SUPPLIED PASSAGE section start

Key Takeaways
The Daily Mail is preparing to file a lawsuit against Google for copyright infringement.
Google allegedly utilized hundreds of thousands of articles from the Daily Mail without permission to train Bard.
The dataset used to train Bard reportedly consisted of one million articles, with approximately 75% sourced from the Daily Mail and 25% from CNN.
Google is currently facing the possibility of new legal action regarding copyright infringement from the owner of the Daily Mail, a prominent newspaper.
Allegedly, Google has unlawfully utilized hundreds of thousands of articles from the Daily Mail to train its competitor to ChatGPT, called Bard.
The publishing house, Daily Mail and General Trust (DMGT), owned by Lord Rothermere, is said to have sought legal advice and is preparing to file a lawsuit against Google in the near future.
Why Does it Matter?
The rise of generative AI, which relies on large language models trained on web content, has transformed the relationship between search engines and content creators.
Previously, search engines granted website operators full control over the crawling and indexing of their content.
However, the development of AI models like Bard has altered this landscape, raising concerns among content creators and publishers who fear potential negative consequences.
Google is accused of engaging in actions that include the creation of a dataset to train Bard.
This dataset allegedly consists of one million articles sourced from news publishers, and it is claimed that Google obtained these articles without seeking permission or notifying the publishers.
The accusation further specifies that approximately 75% of the articles were obtained from the Daily Mail, while the remaining 25% were sourced from CNN's website.

SUPPLIED PASSAGE section end
GIVEN DATA section start

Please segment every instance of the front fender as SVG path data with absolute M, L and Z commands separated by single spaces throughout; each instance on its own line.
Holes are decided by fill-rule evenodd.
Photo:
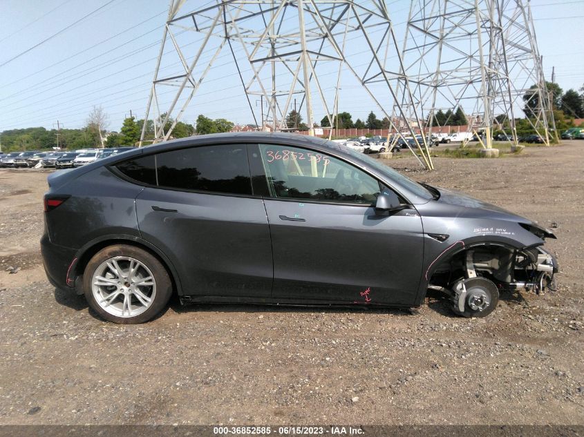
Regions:
M 504 247 L 509 251 L 515 251 L 536 247 L 544 244 L 543 240 L 538 238 L 537 240 L 534 242 L 530 239 L 529 244 L 526 244 L 527 242 L 500 235 L 477 235 L 455 242 L 446 241 L 444 243 L 440 243 L 426 234 L 424 240 L 424 247 L 426 248 L 424 253 L 426 256 L 424 257 L 424 266 L 416 298 L 416 305 L 422 304 L 426 297 L 430 279 L 437 267 L 443 262 L 452 258 L 457 254 L 470 249 L 485 246 Z

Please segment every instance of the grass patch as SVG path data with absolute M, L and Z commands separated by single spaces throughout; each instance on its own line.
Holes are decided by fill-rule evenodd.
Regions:
M 480 155 L 480 148 L 447 148 L 444 150 L 434 151 L 432 150 L 432 157 L 445 157 L 445 158 L 482 158 L 484 157 Z

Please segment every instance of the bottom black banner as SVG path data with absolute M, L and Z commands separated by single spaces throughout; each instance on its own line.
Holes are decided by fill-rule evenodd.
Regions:
M 0 437 L 584 437 L 584 425 L 0 425 Z

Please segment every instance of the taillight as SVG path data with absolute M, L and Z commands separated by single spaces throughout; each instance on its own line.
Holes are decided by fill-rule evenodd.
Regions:
M 70 196 L 50 196 L 44 197 L 44 210 L 46 213 L 60 206 Z

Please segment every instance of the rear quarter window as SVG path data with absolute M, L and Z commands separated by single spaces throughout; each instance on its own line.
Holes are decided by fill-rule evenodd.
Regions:
M 124 161 L 116 164 L 115 168 L 134 181 L 156 185 L 156 167 L 153 155 Z

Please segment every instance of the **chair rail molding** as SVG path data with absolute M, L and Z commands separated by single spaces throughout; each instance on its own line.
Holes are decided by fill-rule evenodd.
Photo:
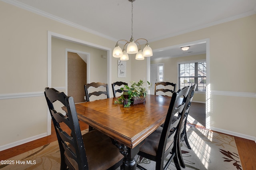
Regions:
M 53 88 L 59 91 L 65 90 L 65 87 L 58 87 Z M 14 93 L 0 94 L 0 100 L 44 96 L 44 91 L 43 91 L 26 93 Z
M 219 91 L 213 90 L 211 94 L 222 96 L 236 96 L 238 97 L 256 98 L 256 93 L 242 92 L 239 91 Z

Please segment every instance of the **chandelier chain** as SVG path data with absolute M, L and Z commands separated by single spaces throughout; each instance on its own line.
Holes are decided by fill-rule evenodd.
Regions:
M 132 28 L 133 27 L 133 5 L 132 4 L 133 1 L 132 1 L 132 37 L 133 37 L 133 30 Z

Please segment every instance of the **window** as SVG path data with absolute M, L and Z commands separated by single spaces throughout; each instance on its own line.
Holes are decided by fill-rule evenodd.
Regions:
M 158 65 L 158 81 L 163 81 L 164 77 L 164 65 L 162 64 Z
M 197 84 L 196 91 L 206 91 L 206 62 L 205 61 L 179 64 L 179 89 Z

GIVEN DATA section end

* TASK DESCRIPTION *
According to the article about the Daily Mail's planned lawsuit against Google, who owns the publishing house Daily Mail and General Trust?

* TASK OUTPUT *
Lord Rothermere.